[Dataset rows]
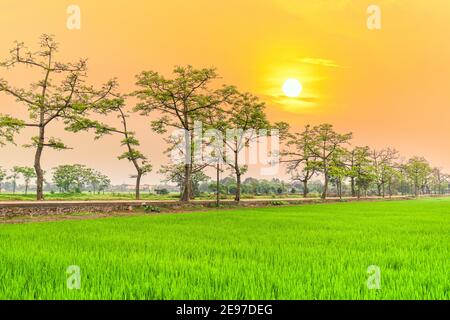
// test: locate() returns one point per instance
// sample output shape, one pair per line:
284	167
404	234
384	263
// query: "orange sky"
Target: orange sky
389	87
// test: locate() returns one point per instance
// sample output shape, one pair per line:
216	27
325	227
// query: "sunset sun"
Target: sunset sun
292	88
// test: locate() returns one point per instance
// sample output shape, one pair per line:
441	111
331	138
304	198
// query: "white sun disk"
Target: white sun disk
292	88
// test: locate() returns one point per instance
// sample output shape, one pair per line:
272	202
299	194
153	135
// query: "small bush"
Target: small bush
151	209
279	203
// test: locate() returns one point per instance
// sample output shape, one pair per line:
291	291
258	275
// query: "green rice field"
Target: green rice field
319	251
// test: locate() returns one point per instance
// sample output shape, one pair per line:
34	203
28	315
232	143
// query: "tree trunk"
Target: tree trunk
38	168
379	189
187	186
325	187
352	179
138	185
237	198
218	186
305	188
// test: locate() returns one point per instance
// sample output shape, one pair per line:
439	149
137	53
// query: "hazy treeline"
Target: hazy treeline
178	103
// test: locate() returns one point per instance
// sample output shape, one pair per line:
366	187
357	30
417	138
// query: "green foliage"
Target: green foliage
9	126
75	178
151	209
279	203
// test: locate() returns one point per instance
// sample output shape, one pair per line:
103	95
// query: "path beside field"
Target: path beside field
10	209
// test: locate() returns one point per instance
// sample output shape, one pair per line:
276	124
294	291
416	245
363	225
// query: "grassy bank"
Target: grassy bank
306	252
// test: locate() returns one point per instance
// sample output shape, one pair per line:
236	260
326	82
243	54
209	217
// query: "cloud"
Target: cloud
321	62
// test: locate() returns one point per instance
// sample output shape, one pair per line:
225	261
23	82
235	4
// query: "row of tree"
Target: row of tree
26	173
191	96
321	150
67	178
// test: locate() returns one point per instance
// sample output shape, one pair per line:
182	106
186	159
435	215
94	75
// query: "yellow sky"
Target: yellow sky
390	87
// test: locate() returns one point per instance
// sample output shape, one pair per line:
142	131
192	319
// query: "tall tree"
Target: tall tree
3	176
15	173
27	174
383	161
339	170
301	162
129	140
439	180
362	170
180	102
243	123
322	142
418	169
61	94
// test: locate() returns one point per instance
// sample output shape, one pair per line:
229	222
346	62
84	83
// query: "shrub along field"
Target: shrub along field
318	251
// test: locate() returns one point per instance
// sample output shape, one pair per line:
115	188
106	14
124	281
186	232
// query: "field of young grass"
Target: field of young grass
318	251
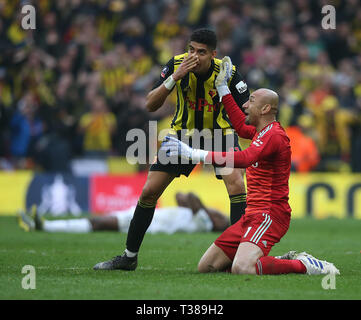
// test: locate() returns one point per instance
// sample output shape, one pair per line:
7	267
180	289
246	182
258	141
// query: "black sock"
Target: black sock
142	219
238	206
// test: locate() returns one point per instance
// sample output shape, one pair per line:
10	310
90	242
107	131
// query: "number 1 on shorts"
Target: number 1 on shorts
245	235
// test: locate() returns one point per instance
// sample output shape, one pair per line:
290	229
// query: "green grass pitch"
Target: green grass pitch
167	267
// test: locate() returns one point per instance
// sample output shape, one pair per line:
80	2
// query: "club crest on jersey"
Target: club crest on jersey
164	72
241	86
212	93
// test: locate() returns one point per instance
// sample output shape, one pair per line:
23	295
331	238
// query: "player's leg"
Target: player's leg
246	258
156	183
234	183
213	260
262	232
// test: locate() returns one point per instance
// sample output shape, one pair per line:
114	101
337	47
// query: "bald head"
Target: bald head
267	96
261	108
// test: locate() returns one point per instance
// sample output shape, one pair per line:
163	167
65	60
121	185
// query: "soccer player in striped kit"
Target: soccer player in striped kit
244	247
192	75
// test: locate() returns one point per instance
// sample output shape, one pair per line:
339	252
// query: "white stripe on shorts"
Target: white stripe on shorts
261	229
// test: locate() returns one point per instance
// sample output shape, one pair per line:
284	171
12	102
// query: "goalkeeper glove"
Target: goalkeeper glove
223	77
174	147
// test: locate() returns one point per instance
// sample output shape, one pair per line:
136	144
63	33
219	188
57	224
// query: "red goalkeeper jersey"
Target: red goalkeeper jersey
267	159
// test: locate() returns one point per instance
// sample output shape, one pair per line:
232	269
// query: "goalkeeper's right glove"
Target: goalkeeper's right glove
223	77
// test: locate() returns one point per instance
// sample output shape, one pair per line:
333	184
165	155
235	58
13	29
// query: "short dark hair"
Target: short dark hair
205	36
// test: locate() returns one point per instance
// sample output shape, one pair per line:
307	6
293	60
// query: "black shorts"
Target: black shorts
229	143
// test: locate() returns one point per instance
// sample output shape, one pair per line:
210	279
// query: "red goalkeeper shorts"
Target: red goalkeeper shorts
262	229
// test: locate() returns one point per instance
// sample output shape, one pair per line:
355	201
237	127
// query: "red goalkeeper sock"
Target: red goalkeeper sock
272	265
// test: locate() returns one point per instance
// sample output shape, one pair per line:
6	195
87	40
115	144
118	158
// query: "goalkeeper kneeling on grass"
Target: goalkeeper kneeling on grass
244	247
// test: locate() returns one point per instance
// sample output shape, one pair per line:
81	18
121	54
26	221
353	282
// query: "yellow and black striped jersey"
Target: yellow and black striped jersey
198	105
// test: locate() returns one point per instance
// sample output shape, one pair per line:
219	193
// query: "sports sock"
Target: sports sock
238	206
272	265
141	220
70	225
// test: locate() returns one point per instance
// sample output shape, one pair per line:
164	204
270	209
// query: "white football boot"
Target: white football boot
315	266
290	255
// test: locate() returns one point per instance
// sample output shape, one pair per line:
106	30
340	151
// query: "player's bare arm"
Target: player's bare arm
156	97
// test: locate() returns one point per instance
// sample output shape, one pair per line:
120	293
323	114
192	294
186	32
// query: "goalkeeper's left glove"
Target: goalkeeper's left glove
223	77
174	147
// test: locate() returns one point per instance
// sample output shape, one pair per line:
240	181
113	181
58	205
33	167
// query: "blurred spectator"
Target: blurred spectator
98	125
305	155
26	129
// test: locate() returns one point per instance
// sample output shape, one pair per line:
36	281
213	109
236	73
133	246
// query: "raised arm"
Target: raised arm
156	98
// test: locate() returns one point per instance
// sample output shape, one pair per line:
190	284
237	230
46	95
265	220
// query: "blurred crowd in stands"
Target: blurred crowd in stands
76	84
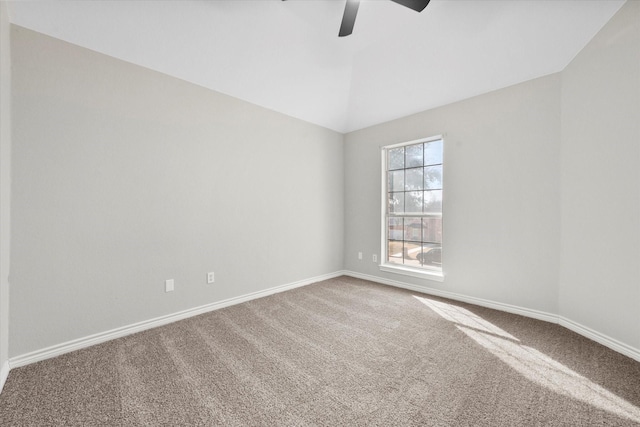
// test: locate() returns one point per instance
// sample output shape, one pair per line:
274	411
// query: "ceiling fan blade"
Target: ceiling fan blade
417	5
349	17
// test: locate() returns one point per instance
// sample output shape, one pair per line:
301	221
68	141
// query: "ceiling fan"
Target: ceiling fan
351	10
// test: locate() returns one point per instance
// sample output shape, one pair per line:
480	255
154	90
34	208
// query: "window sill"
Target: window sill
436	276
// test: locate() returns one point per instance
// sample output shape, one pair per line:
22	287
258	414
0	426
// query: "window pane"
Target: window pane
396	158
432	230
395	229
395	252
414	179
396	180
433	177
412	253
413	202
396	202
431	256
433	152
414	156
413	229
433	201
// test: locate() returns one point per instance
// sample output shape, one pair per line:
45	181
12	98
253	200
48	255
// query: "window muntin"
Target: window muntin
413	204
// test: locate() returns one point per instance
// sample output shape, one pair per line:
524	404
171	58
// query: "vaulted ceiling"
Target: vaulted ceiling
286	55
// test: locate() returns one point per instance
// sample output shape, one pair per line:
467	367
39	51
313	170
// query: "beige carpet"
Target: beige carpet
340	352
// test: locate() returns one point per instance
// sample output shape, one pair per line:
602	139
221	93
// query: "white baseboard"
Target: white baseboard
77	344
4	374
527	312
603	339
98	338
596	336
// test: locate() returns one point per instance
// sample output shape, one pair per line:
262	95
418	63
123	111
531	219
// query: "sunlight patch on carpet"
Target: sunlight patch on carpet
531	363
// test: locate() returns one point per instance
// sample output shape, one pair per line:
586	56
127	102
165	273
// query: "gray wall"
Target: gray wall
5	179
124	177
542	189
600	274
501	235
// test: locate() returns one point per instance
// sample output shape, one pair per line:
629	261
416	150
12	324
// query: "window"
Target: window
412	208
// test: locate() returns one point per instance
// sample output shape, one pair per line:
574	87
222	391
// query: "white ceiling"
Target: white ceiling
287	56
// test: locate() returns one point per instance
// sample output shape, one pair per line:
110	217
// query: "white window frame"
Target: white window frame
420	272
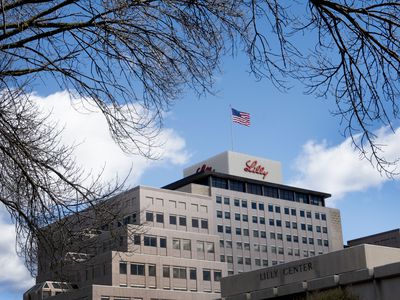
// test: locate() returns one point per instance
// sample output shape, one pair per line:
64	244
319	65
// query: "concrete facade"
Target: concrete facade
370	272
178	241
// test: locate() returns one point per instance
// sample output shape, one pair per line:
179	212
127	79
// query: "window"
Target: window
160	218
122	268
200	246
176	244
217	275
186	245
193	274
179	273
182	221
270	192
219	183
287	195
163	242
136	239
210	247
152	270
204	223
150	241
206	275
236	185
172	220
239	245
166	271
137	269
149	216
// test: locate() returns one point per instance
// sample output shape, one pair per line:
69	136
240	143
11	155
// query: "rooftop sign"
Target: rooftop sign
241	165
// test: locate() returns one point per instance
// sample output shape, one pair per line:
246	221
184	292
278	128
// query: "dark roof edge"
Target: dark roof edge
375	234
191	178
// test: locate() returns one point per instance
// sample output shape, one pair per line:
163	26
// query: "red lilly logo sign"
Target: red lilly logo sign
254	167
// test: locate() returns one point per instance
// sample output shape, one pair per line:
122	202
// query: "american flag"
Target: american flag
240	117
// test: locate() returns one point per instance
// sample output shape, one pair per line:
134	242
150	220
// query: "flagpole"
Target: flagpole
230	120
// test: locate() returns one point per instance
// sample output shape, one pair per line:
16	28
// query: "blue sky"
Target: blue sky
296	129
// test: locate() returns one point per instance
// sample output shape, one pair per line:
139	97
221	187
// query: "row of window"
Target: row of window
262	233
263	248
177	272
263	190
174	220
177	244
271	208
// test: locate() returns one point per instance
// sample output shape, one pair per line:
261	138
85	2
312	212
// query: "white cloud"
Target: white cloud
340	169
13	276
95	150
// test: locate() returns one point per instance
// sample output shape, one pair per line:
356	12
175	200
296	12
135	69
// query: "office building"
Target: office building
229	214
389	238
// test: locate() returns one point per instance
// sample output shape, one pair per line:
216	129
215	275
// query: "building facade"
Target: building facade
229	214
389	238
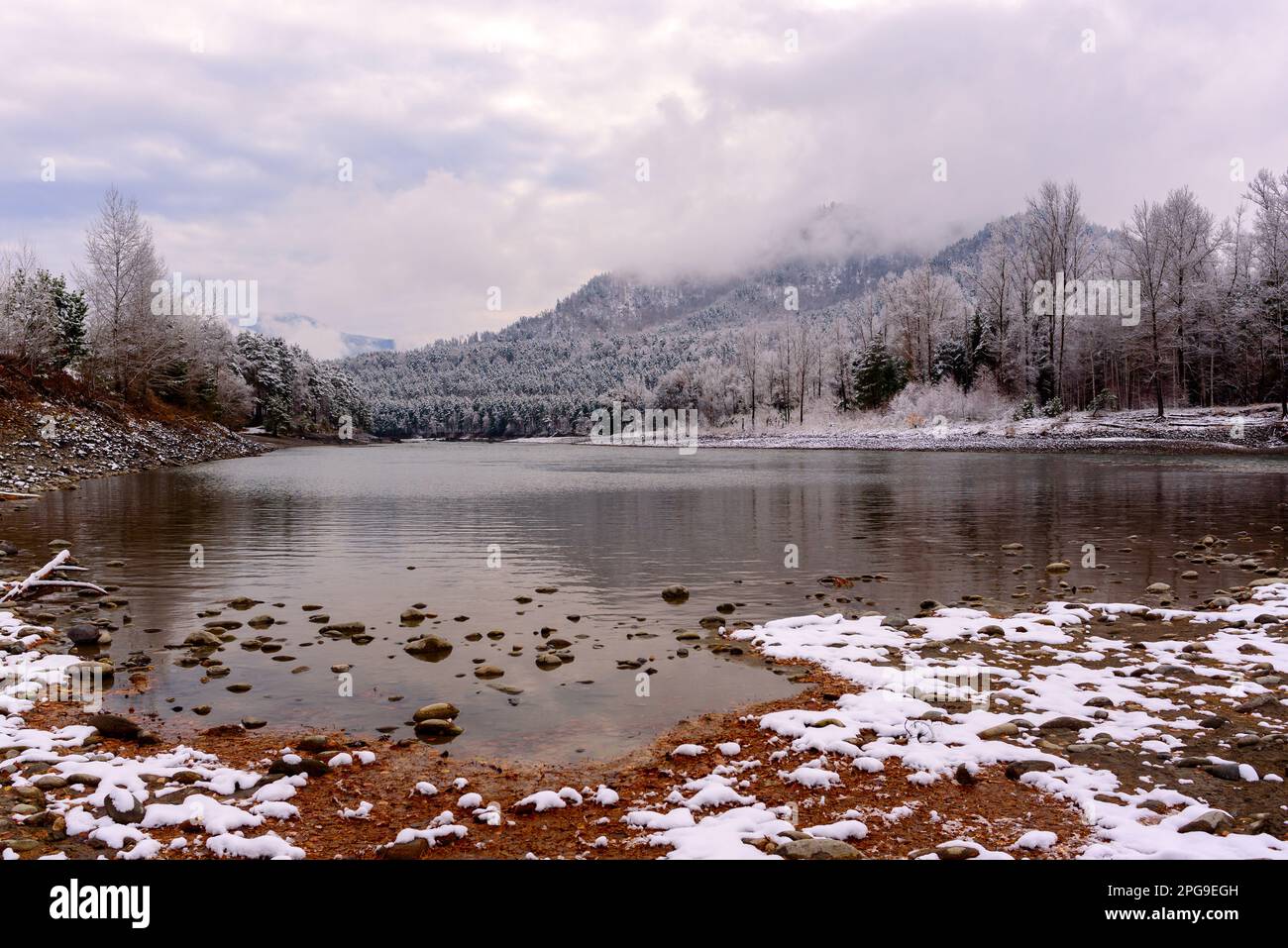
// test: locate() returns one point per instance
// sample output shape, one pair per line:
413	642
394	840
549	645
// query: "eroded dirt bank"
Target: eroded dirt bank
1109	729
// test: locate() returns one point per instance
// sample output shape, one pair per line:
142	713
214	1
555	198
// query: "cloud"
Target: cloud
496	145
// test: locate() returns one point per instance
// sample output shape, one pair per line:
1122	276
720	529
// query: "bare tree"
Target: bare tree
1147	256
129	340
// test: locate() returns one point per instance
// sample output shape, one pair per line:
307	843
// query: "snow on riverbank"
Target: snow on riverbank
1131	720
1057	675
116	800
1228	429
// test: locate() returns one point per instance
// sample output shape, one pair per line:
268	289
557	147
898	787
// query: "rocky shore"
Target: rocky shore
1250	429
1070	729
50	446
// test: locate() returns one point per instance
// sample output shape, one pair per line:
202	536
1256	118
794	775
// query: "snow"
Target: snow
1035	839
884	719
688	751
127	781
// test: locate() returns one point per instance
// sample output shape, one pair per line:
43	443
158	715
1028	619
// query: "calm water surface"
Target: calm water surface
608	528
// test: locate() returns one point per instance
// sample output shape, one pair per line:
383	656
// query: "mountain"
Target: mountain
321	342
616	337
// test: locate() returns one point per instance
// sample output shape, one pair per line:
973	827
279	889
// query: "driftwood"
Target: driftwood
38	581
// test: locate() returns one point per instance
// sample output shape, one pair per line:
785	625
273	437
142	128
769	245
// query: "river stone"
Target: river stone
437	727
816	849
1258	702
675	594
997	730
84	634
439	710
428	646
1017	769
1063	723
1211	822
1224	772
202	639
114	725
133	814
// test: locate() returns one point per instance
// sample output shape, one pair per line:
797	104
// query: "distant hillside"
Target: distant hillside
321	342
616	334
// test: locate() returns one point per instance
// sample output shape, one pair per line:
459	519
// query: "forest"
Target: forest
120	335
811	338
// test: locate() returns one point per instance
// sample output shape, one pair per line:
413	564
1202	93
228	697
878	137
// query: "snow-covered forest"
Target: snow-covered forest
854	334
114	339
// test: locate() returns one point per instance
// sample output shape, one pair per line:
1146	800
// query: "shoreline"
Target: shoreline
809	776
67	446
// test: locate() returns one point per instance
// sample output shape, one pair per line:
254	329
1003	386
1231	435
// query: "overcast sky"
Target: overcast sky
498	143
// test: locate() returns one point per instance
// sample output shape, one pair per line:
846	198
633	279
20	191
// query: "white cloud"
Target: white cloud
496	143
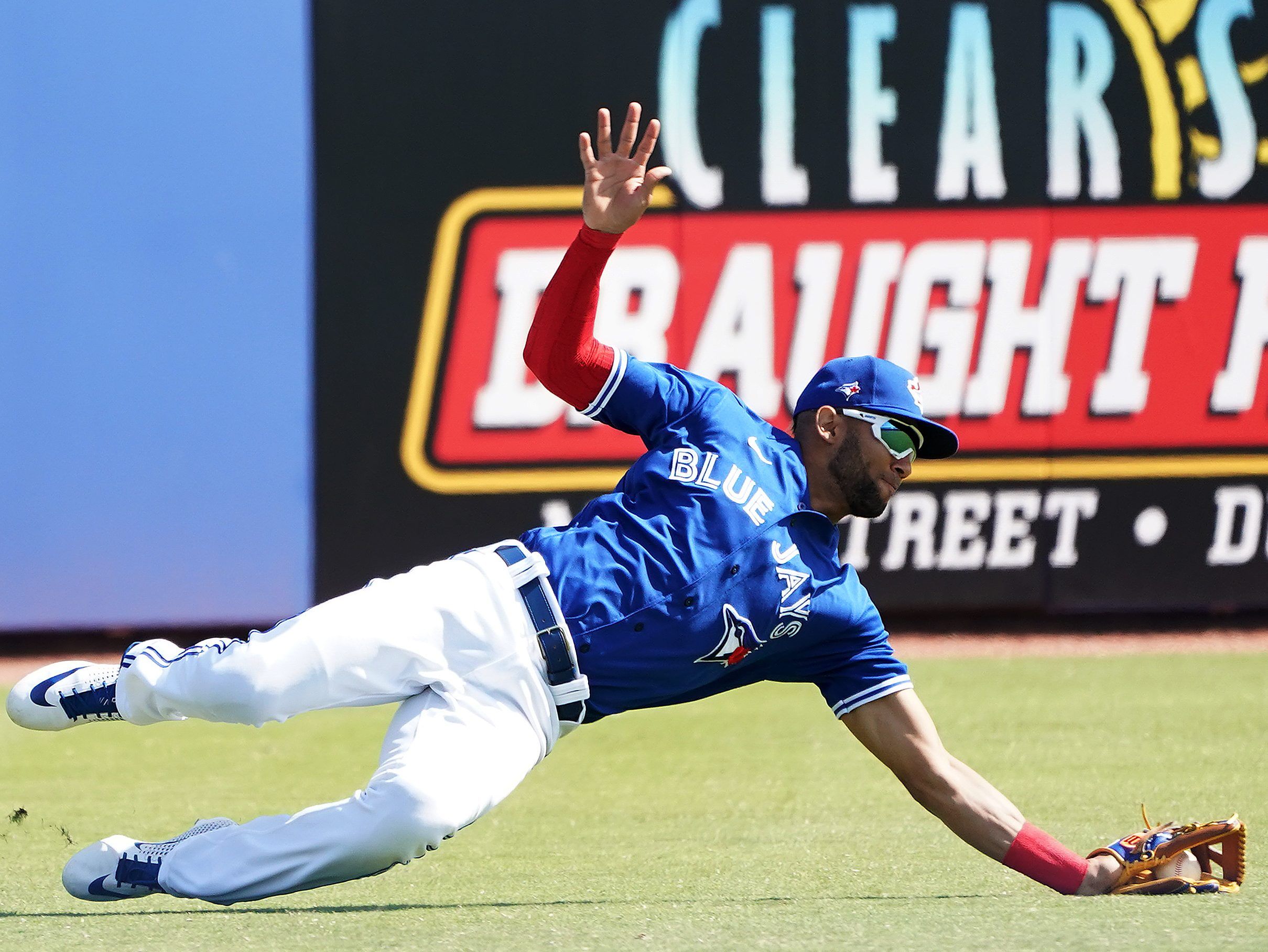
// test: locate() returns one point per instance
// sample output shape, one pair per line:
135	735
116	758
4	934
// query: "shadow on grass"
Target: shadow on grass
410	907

Required work: How many lines in the rows above contain the string "vaulted"? Give only the number.

Answer below: 2